WHAT THIS TASK INVOLVES — Repeat, exactly and alone, every line from the line that contains "Find the dark" to the end of the entries.

GIVEN DATA —
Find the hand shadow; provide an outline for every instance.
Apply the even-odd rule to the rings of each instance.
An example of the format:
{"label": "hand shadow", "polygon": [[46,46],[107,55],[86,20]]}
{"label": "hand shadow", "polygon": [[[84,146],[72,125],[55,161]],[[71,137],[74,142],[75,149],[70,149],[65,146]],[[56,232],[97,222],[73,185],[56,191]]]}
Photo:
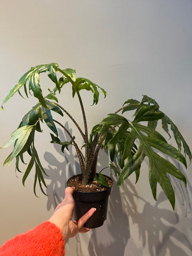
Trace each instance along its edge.
{"label": "hand shadow", "polygon": [[[62,141],[68,140],[59,129],[59,133]],[[71,150],[66,150],[63,154],[59,145],[54,145],[54,147],[63,159],[60,162],[50,153],[46,152],[44,154],[45,159],[49,164],[48,169],[45,171],[50,175],[50,177],[45,177],[49,181],[46,190],[49,195],[47,203],[48,210],[52,206],[55,209],[62,201],[68,179],[80,173],[77,156],[71,153]],[[102,162],[102,159],[99,161]],[[179,168],[180,170],[181,166]],[[170,256],[174,256],[175,253],[177,255],[189,255],[187,254],[185,249],[191,251],[191,243],[178,225],[179,222],[186,221],[188,214],[190,213],[189,193],[179,181],[173,180],[173,186],[177,187],[175,193],[179,194],[177,197],[180,195],[179,207],[181,205],[181,209],[179,210],[183,214],[181,219],[178,213],[167,210],[167,207],[162,208],[162,203],[167,200],[163,191],[159,194],[157,203],[152,205],[139,196],[135,186],[129,179],[124,182],[121,191],[115,182],[109,199],[107,220],[103,226],[91,231],[92,234],[87,248],[89,255],[124,256],[127,254],[126,246],[129,240],[135,244],[135,251],[132,252],[132,255],[142,255],[142,251],[139,254],[136,252],[137,250],[136,249],[138,243],[142,243],[142,246],[139,246],[140,248],[148,247],[148,255],[150,256],[164,256],[167,251]],[[190,183],[188,184],[188,189],[190,193],[192,191]],[[138,210],[139,201],[143,204],[141,212]],[[131,220],[133,224],[137,224],[137,228],[138,228],[139,241],[134,241],[131,237],[132,230],[130,230],[129,224]],[[77,235],[75,239],[76,255],[83,255],[83,248],[80,243],[82,238],[80,239]],[[134,254],[135,252],[137,254]]]}

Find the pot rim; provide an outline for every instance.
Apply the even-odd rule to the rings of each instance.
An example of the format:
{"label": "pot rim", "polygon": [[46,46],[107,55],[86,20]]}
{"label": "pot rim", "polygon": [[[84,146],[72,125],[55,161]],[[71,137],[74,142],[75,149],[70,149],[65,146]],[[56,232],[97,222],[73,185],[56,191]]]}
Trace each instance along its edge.
{"label": "pot rim", "polygon": [[[72,176],[71,176],[68,180],[67,180],[67,185],[68,183],[68,181],[70,180],[70,179],[72,177],[73,177],[74,176],[77,176],[77,175],[81,175],[82,174],[81,173],[78,173],[77,174],[74,174],[74,175],[73,175]],[[111,189],[112,188],[112,186],[113,185],[113,183],[114,183],[114,180],[113,179],[110,177],[109,176],[108,176],[107,175],[106,175],[106,174],[103,174],[104,176],[106,176],[108,178],[109,178],[112,181],[113,181],[113,183],[111,184],[111,185],[110,186],[110,187],[105,187],[105,189],[104,189],[104,190],[102,190],[102,191],[93,191],[93,192],[85,192],[84,191],[79,191],[79,190],[75,190],[74,193],[82,193],[82,194],[97,194],[97,193],[101,193],[101,192],[105,192],[106,191],[106,190],[108,190],[108,189]],[[68,185],[67,185],[68,186]]]}

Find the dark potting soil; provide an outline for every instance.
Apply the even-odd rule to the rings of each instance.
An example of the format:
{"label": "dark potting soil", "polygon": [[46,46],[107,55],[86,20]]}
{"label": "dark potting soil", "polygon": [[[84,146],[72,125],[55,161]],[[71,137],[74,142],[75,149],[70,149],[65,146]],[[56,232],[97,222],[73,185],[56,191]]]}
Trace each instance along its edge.
{"label": "dark potting soil", "polygon": [[[110,187],[113,184],[113,181],[106,177],[107,181]],[[87,185],[83,185],[81,174],[72,176],[67,182],[69,187],[75,187],[76,191],[82,192],[97,192],[103,191],[106,189],[106,187],[99,184],[98,181],[91,181]]]}

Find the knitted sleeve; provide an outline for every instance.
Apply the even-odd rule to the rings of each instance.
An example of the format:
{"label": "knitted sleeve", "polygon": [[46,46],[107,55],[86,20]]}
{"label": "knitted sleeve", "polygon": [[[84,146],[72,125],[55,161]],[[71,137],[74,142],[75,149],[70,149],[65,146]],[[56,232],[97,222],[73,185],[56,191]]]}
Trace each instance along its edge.
{"label": "knitted sleeve", "polygon": [[0,256],[63,256],[63,238],[59,229],[49,221],[18,235],[0,247]]}

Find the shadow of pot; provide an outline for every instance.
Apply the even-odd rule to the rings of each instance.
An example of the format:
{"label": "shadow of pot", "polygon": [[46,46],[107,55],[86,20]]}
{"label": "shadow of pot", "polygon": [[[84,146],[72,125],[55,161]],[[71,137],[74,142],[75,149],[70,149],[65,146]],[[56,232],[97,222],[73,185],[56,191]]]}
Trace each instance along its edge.
{"label": "shadow of pot", "polygon": [[[110,177],[108,177],[113,180]],[[95,208],[93,215],[85,223],[84,227],[88,228],[98,228],[103,225],[107,219],[109,196],[111,193],[112,186],[103,191],[96,192],[83,192],[75,191],[73,194],[75,206],[75,219],[77,221],[91,208]]]}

RESULT OF THE TASK —
Find the dark potting soil; provide an outline for every instance.
Apply the even-odd rule to the rings of each instance.
An example of the format:
{"label": "dark potting soil", "polygon": [[46,46],[107,55],[86,20]]}
{"label": "dark potting soil", "polygon": [[[84,146],[72,125],[55,161]],[[71,137],[74,142],[75,149],[70,149],[65,146]],[[56,232],[97,222],[73,185],[56,191]]]}
Trace each instance along its edge.
{"label": "dark potting soil", "polygon": [[[110,187],[113,184],[113,181],[106,177],[107,181]],[[87,185],[83,185],[81,174],[72,176],[67,182],[69,187],[75,187],[76,191],[82,192],[97,192],[103,191],[106,189],[106,187],[99,184],[98,181],[91,181]]]}

Find the knitted sleeve; provide an outline for every instance.
Apply the even-odd rule to the rings of each instance.
An example of the format:
{"label": "knitted sleeve", "polygon": [[46,46],[107,55],[86,20]]}
{"label": "knitted sleeve", "polygon": [[[84,146],[72,125],[55,161]],[[71,137],[74,142],[75,149],[70,149],[65,146]],[[56,232],[97,222],[73,185],[56,191]]]}
Trace each instance along its edge.
{"label": "knitted sleeve", "polygon": [[0,256],[63,256],[63,238],[59,229],[49,221],[18,235],[0,247]]}

Find the shadow of pot; provide an outline for every instance.
Apply the even-odd rule to the rings of each instance.
An example of the format:
{"label": "shadow of pot", "polygon": [[46,46],[107,55],[86,20]]}
{"label": "shadow of pot", "polygon": [[[84,146],[72,125],[55,161]],[[71,137],[74,142],[75,149],[70,149],[65,146]],[[56,232],[97,222],[73,185],[56,191]]]}
Trace each instance along its edge.
{"label": "shadow of pot", "polygon": [[[110,177],[108,177],[113,180]],[[95,208],[93,215],[85,223],[84,227],[88,228],[98,228],[103,225],[107,219],[109,196],[111,193],[112,186],[103,191],[96,192],[83,192],[75,191],[73,194],[75,206],[75,219],[77,221],[91,208]]]}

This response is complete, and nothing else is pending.